Aim: Please write out again the rows starting with the line that contains "Compliance review item #7: evidence of cobblestone" and going on through the line that contains "[6, 236, 608, 801]", requests included. Shift every bounding-box coordinate in the answers by adding 94 to it.

Material provided:
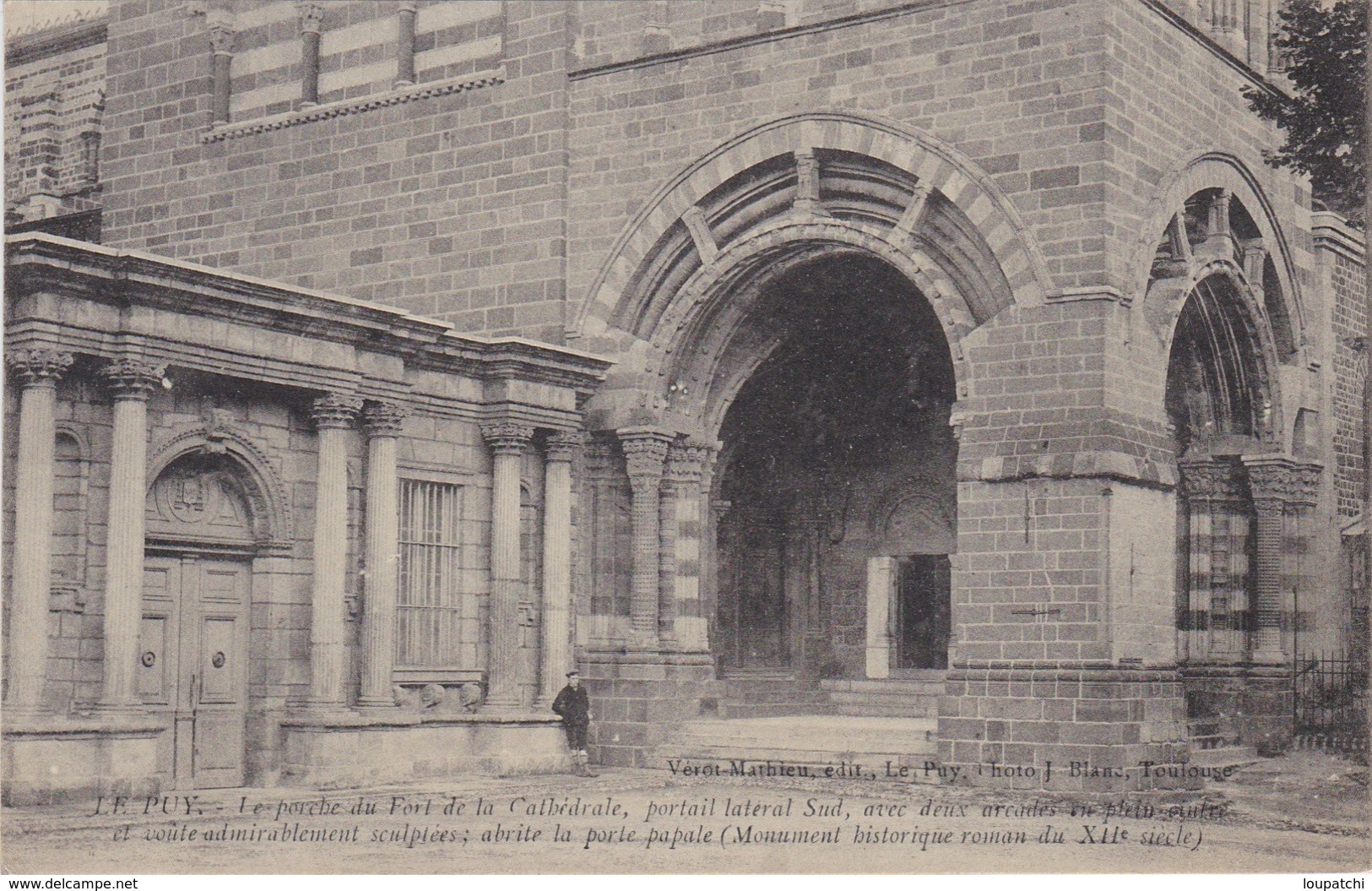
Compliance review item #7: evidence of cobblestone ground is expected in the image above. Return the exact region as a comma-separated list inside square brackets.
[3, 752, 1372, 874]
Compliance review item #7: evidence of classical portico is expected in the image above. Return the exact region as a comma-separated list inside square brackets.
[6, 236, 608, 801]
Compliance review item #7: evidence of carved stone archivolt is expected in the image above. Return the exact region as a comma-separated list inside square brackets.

--

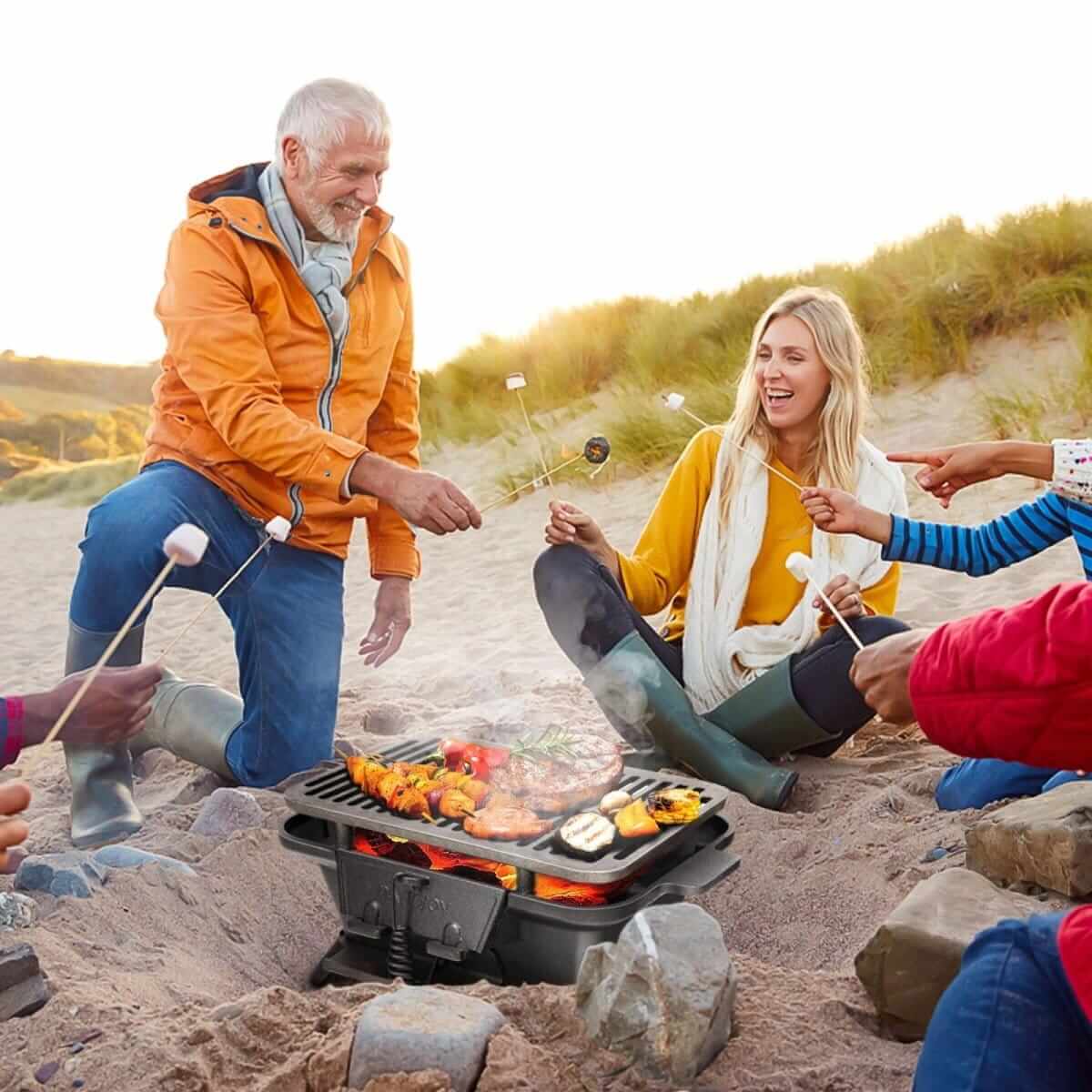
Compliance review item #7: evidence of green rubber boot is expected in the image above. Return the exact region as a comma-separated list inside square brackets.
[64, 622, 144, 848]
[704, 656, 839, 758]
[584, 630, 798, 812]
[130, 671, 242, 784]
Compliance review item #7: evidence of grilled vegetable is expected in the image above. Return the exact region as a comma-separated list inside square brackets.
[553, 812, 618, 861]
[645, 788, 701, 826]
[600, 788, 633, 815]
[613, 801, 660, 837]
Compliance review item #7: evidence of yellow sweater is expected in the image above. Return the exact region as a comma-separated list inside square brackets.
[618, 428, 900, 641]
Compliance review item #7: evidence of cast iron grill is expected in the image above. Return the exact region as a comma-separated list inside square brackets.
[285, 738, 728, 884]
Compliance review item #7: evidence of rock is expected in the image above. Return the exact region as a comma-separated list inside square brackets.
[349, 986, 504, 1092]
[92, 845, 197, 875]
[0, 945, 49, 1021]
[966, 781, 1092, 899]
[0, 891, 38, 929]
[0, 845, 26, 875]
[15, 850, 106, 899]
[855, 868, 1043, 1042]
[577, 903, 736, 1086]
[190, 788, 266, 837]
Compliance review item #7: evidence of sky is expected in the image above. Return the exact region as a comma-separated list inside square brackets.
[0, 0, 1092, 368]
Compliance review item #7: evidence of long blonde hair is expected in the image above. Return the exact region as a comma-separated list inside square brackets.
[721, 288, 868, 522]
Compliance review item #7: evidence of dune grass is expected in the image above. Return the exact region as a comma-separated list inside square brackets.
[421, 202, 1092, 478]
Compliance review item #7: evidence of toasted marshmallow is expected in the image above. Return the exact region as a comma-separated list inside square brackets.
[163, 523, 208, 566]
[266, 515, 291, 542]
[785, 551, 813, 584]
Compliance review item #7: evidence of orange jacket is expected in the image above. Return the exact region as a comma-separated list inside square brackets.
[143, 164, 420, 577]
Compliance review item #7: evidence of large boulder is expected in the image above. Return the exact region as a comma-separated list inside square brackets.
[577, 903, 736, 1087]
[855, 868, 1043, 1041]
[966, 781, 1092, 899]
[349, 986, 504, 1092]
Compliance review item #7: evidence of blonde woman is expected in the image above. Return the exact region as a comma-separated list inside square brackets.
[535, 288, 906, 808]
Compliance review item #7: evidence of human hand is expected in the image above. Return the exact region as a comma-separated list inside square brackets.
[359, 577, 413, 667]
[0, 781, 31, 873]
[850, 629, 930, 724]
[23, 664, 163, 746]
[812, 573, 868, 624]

Result for this exercise:
Compliance review item #7: evidence of cobblestone ground is expected in the image above. Return the exact region as a comma-separated list inside square brackets.
[97, 846, 1466, 968]
Compliance review item #7: evidence of classical portico is expected in the image above. Return the exact region as a comma-separated list inside square brackets.
[100, 330, 702, 895]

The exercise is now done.